• Exercise instructions: Lines before the one containing "the wood subfloor" are left out; return that line and every line after it exactly, through the end of the data below.

** Opening Given records block **

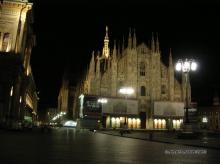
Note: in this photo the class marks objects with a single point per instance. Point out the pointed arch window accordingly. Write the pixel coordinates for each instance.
(142, 69)
(143, 91)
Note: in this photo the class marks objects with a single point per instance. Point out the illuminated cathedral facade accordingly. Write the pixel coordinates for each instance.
(158, 98)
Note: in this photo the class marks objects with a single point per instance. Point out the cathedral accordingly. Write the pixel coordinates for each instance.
(158, 98)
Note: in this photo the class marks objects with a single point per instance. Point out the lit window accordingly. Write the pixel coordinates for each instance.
(143, 91)
(204, 120)
(142, 69)
(163, 89)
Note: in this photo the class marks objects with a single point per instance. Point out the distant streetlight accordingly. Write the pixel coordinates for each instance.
(185, 67)
(126, 91)
(102, 100)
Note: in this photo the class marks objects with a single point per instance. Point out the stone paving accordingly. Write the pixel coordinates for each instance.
(206, 141)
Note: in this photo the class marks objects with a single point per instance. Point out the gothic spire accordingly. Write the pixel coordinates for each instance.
(123, 44)
(134, 40)
(152, 43)
(157, 45)
(114, 51)
(170, 59)
(129, 39)
(105, 52)
(118, 49)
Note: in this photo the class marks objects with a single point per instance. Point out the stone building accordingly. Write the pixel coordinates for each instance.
(18, 97)
(66, 97)
(209, 116)
(157, 101)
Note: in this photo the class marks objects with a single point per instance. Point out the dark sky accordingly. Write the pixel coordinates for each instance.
(68, 31)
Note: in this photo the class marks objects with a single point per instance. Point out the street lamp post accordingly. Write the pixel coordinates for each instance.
(102, 101)
(185, 67)
(126, 91)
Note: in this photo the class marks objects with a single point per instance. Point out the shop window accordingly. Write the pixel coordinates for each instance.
(143, 91)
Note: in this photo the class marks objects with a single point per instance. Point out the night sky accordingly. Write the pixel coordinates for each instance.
(67, 32)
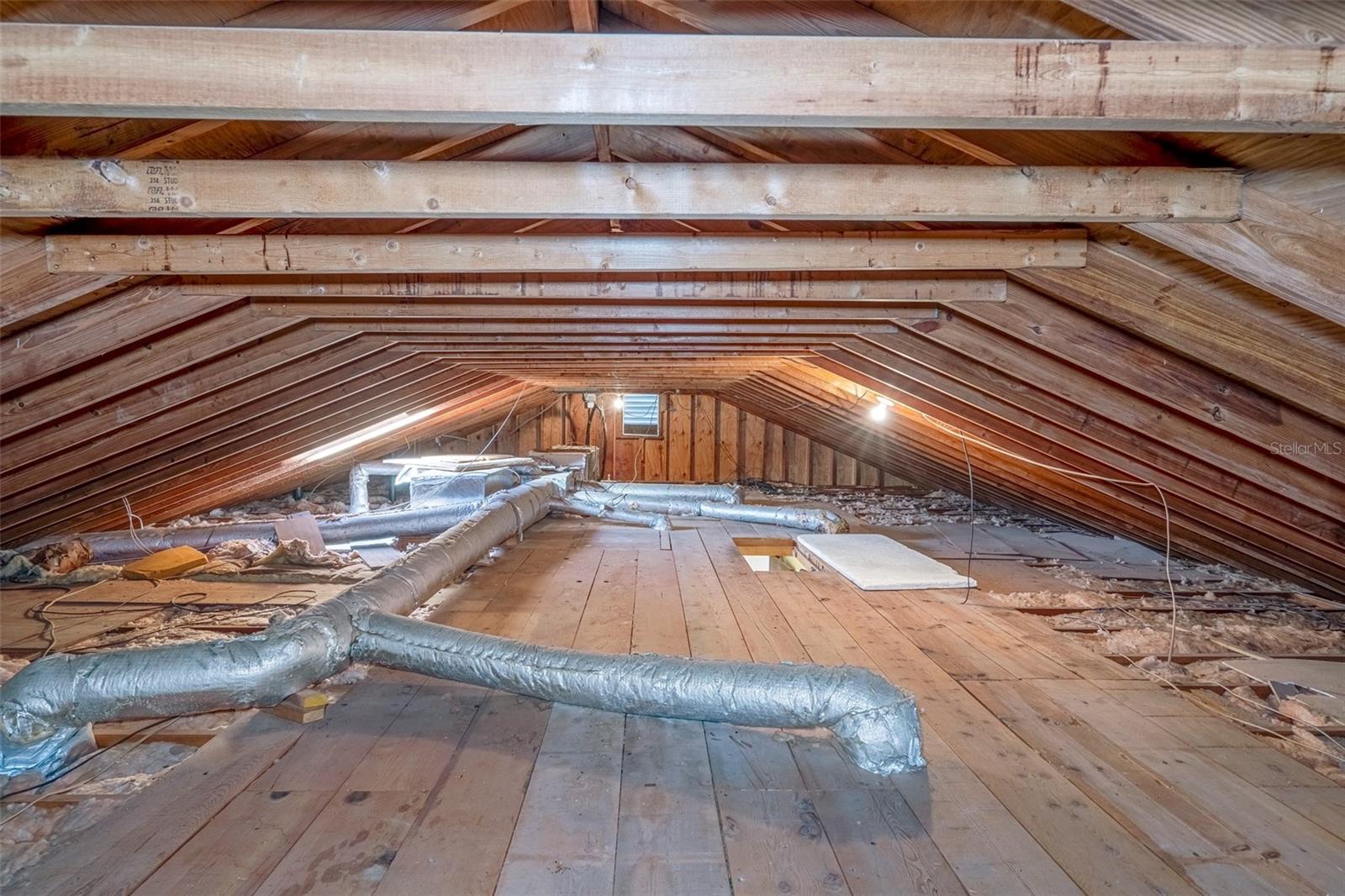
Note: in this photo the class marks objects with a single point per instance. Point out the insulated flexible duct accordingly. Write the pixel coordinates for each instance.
(810, 519)
(360, 475)
(58, 694)
(618, 514)
(112, 546)
(723, 493)
(874, 721)
(47, 707)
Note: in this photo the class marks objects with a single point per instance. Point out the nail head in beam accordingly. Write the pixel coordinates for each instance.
(454, 253)
(531, 190)
(286, 74)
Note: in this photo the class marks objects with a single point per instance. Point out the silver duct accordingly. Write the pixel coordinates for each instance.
(874, 721)
(618, 514)
(112, 546)
(723, 493)
(47, 707)
(810, 519)
(50, 697)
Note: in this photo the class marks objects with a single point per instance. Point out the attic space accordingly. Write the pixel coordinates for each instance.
(672, 447)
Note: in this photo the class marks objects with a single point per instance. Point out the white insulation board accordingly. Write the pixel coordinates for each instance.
(878, 562)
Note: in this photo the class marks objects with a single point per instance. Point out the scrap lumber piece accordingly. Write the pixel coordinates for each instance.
(166, 564)
(1311, 674)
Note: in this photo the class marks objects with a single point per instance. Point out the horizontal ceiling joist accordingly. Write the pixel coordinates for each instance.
(636, 329)
(588, 311)
(303, 188)
(452, 253)
(588, 78)
(881, 286)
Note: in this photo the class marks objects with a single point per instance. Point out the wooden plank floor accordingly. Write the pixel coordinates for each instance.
(1051, 770)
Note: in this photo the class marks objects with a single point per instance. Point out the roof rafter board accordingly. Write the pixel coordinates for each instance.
(174, 188)
(585, 313)
(419, 253)
(1042, 430)
(891, 286)
(1284, 250)
(261, 477)
(198, 425)
(266, 362)
(880, 82)
(1134, 514)
(342, 408)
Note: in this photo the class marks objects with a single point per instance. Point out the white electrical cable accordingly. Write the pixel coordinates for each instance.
(1075, 474)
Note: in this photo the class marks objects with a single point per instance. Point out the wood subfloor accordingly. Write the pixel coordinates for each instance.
(1051, 770)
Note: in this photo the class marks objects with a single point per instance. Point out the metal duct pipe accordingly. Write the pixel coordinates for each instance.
(723, 493)
(111, 546)
(50, 697)
(46, 708)
(616, 514)
(810, 519)
(874, 721)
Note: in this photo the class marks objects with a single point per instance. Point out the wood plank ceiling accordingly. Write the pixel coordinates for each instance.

** Closing Given records block **

• Solution below:
Note: in this photo the class marks objects with a single point per instance. Point out the wood subfloor accordingly. Write the pixel coordinates for each instance.
(1051, 770)
Note: in this photo the class marks objects with a single point per instance. Point out the metal duct pipe accordingly. Write the pixel coordinates for each instance.
(723, 493)
(111, 546)
(50, 697)
(46, 708)
(616, 514)
(810, 519)
(874, 721)
Note: in this photo the class marks objects with a single point per instance. Point out the wood plank ceiling accordingly. Write the pixel coordinates for each instance.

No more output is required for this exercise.